▶ _Instructions for the task_
Repeat the listing in full, word for word.

▶ _Extracted records_
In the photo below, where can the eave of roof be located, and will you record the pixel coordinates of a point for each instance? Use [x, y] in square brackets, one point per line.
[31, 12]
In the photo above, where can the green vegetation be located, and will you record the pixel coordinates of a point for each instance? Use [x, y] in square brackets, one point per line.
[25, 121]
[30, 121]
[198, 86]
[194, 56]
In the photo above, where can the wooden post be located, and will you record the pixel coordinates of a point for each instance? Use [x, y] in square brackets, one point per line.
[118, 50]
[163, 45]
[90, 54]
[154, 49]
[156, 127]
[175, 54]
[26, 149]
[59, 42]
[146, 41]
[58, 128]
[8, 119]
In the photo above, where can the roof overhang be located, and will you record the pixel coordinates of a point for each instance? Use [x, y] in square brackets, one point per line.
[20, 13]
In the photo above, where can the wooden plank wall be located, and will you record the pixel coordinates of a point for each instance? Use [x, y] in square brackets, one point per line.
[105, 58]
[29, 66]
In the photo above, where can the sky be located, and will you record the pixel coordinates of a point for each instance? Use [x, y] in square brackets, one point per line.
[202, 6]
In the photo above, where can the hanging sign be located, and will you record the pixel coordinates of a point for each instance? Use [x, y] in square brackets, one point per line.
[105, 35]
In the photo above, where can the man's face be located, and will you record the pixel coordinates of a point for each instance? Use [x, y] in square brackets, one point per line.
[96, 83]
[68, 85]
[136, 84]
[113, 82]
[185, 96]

▶ _Result of this exercise_
In the photo below, where can the eave of roof be located, and will you record the pixel coordinates of a point for each instance? Use [x, y] in square brackets, one point per line.
[31, 12]
In the photo above, where can the green vegetation be located, and will you record the pixel coordinates of a point for each instance? Use [x, y] in square brackets, one point per line.
[25, 121]
[30, 121]
[198, 86]
[194, 56]
In the photo above, where can the wooden post be located, and will you record the pixel coordinates of a point for each instance? Use [x, y] in square brackets, one point per line.
[118, 50]
[163, 45]
[90, 54]
[154, 49]
[156, 127]
[175, 54]
[26, 149]
[59, 42]
[146, 41]
[58, 128]
[8, 119]
In the photo above, where can the roof overhang be located, and will you record the pixel coordinates of a point for each instance? Use [x, y] in square brackets, one point per line.
[20, 13]
In the photo above, where can the wooden plank wall be located, and will you record the pixel coordinates of a point for each instance? Use [x, y] in square brackets, one point per line.
[105, 58]
[29, 66]
In the photo above, where can the sky be located, and will you record the pixel coordinates of a point for each instance? Use [x, y] in square brackets, one point per line.
[202, 6]
In the photo above, where can the hanging sign be located, and will you record the pixel coordinates of a point for each instance? Use [x, y] in square brackets, one point per line.
[105, 35]
In the photo above, where can the man's face be located, and will you record the pixel coordinates of a point for each instance? Use [x, y] in square brackets, one point per line.
[96, 83]
[68, 85]
[136, 84]
[113, 82]
[185, 96]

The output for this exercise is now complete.